**Excerto transcrito:**
──────────────────────────────

Autora: Eleanor Catton
Editora: Bertrand Editora

Tradução: Maria Dulce Guimarães da Costa e Vasco Teles de Menezes
Páginas: 416

Ora, partindo principalmente do grupo criado por Mirna, o leitor tem acesso a uma exposição dos temas prementes da coetaneidade. Isto vem bem integrado na narrativa – ao invés de uma lição, temos personagens em acção. Vivas, falam umas com as outras, com identidades próprias, não sendo meros suportes do seu discurso – armadilha em que seria fácil a autora cair. Falam, discordam, discutem, e com isto vão dando provas da polarização do debate da actualidade. Ver isto a acontecer é o ponto alto do romance, uma vez que da polarização se vai ao extremismo com frequência e que uma ou outra personagem vai caindo numa teorização tal que se vão perdendo os fios de ligação com o real.

Nas primeiras dezenas de páginas do romance, o leitor tem a sensação de estar a ver uma crise entre a esquerda, com visões que acantonam os activistas, com um discurso que não dá lugar a pausas. Isto é particularmente visível no momento em que Tony entra na narrativa – e que é o momento em que regressa à acção. Anos antes, Tony era próximo de Mirna; agora, tendo partido, emigrado, não se percebe bem se foi o grupo que mudou, se foram os seus olhos, mas sente-se o embate de uma coisa coesa, aparentemente estática, com alguém cuja visão se diferencia. E, com isto, Eleanor Catton introduz de forma brilhante este embate do indivíduo face ao colectivo, e na discrepância de opiniões com um sabor de traição. Aliás, este embate já ficara claro – embora aqui seja mostrado através do discurso directo – num simples parágrafo relativo a outra personagem:

E Shelley queria sair. Sair do grupo; da sufocante censura moral, do fingido sentimento de camaradagem, da constante frugalidade obrigatória; dos riscos em termos financeiros, do apartamento; da relação com Mira, que não era romântica em nenhum sentido físico, mas que tinha acabado por se tornar, por qualquer razão, exclusiva e possessiva; e, acima de tudo, do seu papel de comparsa previsível, sensata e fiável, nunca tão rebelde como Mira, nunca tão livre-pensadora, nunca – nem mesmo quando agiam juntas – tão corajosa.  Queria sair com uma intensidade de sentimento que era tão abrupta e absoluta como quando soubera que queria entrar, e, quando analisou essa convicção, descobriu que era tão incapaz de explicar a razão para o seu desencanto como o era em relação ao que, para começar, a atraíra tão fortemente para o colectivo – e mais ainda: descobriu que não queria explicá-la, não queria compreendê-la, não queria sujeitar a um escrutínio aquela terrível certeza escondida de que fosse o que fosse que dissesse ou fizesse, fosse como fosse que agisse, fosse qual fosse a vida que escolhesse, estaria sempre errada, sem direção, mal preparada e incompleta.” (p. 25/26)

──────────────────────────────

**Registos:**
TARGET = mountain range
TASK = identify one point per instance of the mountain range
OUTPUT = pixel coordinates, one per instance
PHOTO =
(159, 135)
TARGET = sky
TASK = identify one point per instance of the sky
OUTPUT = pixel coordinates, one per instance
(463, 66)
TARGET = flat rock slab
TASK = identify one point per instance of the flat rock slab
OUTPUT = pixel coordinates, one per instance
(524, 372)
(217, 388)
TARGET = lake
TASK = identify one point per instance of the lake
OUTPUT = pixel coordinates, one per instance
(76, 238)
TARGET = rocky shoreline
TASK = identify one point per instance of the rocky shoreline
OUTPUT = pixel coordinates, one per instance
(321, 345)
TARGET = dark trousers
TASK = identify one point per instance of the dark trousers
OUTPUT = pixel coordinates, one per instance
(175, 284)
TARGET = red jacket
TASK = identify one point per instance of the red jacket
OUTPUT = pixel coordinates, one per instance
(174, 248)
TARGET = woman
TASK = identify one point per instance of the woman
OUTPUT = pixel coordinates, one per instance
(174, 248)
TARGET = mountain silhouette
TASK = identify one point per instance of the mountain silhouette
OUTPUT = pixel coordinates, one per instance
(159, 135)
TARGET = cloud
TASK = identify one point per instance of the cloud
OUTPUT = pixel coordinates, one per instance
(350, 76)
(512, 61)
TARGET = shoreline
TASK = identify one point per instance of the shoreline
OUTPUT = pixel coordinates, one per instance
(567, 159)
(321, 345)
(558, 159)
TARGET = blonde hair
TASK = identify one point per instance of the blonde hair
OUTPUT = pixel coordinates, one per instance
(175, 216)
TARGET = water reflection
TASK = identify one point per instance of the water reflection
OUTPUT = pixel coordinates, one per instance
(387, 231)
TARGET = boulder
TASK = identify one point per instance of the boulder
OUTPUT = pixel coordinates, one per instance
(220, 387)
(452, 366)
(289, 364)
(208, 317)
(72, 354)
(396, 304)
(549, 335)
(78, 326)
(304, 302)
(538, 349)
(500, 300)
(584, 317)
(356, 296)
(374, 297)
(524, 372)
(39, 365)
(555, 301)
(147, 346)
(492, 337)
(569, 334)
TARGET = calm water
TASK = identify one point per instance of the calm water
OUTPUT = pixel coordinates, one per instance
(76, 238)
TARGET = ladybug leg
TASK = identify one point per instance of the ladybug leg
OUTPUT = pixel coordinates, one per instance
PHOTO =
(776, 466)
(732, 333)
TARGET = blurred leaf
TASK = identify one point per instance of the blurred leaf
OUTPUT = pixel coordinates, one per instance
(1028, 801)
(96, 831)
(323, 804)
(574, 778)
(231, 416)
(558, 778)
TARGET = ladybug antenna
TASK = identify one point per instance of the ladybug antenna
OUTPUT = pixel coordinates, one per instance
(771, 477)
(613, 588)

──────────────────────────────

**Tarefas propostas:**
[1] Transcreva sem qualquer alteração as linhas dos registos que vão da linha com "TARGET = calm water" até ao fim dos registos, incluindo ambos os extremos.
[2] Escreva a continuação da recensão ao romance de Eleanor Catton, começando logo a seguir à última frase apresentada.

**Respostas por ordem:**
[1]
TARGET = calm water
TASK = identify one point per instance of the calm water
OUTPUT = pixel coordinates, one per instance
(76, 238)
TARGET = ladybug leg
TASK = identify one point per instance of the ladybug leg
OUTPUT = pixel coordinates, one per instance
PHOTO =
(776, 466)
(732, 333)
TARGET = blurred leaf
TASK = identify one point per instance of the blurred leaf
OUTPUT = pixel coordinates, one per instance
(1028, 801)
(96, 831)
(323, 804)
(574, 778)
(231, 416)
(558, 778)
TARGET = ladybug antenna
TASK = identify one point per instance of the ladybug antenna
OUTPUT = pixel coordinates, one per instance
(771, 477)
(613, 588)

[2]
A estrutura do romance é densa, e a construção da psique das personagens não parece ter seguido atalhos. Há, pelo próprio acto da escrita, da decisão dos temas, da construção dos diálogos, um compromisso com o tempo coevo e os seus dilemas morais. E, acima disso, parece que o romance é usado como terreno de exposição das contradições, o que é uma lufada de ar fresco num mundo em que se polarizam as lições e as certezas.

Claro que o conflito entre grupos díspares também vai ocupando espaço no romance, que não será coisa pouca, e que tanto dirá também sobre a coetaneidade. Lemoine cumpre esse papel na narrativa, dando o outro lado da vida, este que vai lucrando de forma exponencial com os seus drones de vigilância. Mas um conflito entre partes opostas dificilmente tem a mesma pujança moral ou o mesmo interesse filosófico que a dúvida no meio da certeza, as arestas limadas para que se chegue a um caminho. Por isso, é a própria ideia de polarização que aparece como tendo particular pendor conflituoso – como sendo mais insensata do que o próprio conflito. A visão de Tony, e o contraste que traz, ainda que quase de nicho, ainda que entre aliados, chega a ser encarada como uma voz vinda do outro lado da trincheira, e aqui fala-se de paradigmas atingidos. É que, erigidos os paradigmas sobre a desconstrução de verdades absolutas, estes tornam-se noutras verdades absolutas que não podem ser questionadas.

Nisto, a autora vai construindo um debate político e, em simultâneo, filosófico. A prosa é escorreita, e a opção de a acção ser apresentada por via das consequências das decisões das personagens é o que transforma A Floresta de Birnam num romance coeso e corpóreo. Uma vez que o enredo engole a propaganda, malgrado os temas e as discussões que metem o mundo a perspectiva, tudo sabe a exploração, nunca a resposta, para que muito contribuem o diálogo entre as personagens e, em simultâneo, o diálogo entre estas e o leitor. O romance é acção e personagens em acção, o que significa que é, ainda, as consequências dos actos. As escolhas e os pontos de vista, ao invés de catequizarem, adensam a construção psicológica das personagens, muito por via das suas posições políticas face ao mundo.